(begin)

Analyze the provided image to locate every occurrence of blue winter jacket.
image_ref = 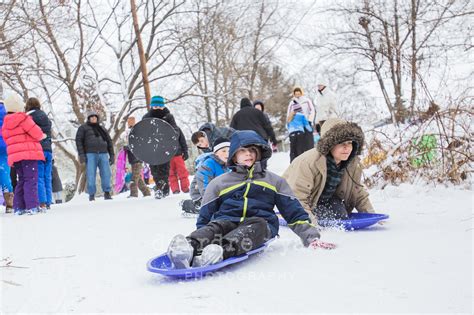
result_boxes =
[194,154,230,196]
[287,113,313,134]
[196,130,319,245]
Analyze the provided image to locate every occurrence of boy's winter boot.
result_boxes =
[193,244,224,267]
[3,192,13,213]
[25,207,41,215]
[38,203,47,212]
[167,234,194,269]
[104,191,112,200]
[180,199,201,216]
[155,180,170,199]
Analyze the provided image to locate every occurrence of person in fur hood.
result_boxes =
[283,118,374,223]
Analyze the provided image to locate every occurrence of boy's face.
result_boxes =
[214,147,229,162]
[331,140,352,164]
[234,147,257,167]
[196,137,209,149]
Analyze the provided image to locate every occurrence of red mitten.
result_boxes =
[309,240,336,249]
[272,143,278,153]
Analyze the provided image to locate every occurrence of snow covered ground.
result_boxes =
[0,154,473,314]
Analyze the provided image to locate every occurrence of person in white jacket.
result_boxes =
[316,83,337,121]
[286,87,316,127]
[286,87,316,161]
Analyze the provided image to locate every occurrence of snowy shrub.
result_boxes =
[362,106,474,187]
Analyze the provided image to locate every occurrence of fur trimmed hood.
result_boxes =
[317,118,364,155]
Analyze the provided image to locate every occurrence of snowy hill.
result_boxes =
[0,153,473,313]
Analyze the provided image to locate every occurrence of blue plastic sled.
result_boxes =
[277,212,389,231]
[147,239,273,279]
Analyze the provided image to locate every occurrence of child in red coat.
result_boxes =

(end)

Written request —
Copy out only the rows from the line containing "in white jacket." to the line containing "[317,118,364,155]", both included. Keep the requests unchanged and offset every bounding box coordinate by adding 89.

The response —
Analyze the provided image to locate every occurrence of person in white jacket.
result_boxes =
[405,172,426,210]
[375,176,405,216]
[375,176,405,250]
Analyze the provided image to locate every occurrence of snowy shrub.
result_boxes =
[451,195,563,276]
Analyze the provided image to locate every occurrence of fur trimmed hood.
result_boxes =
[406,207,453,244]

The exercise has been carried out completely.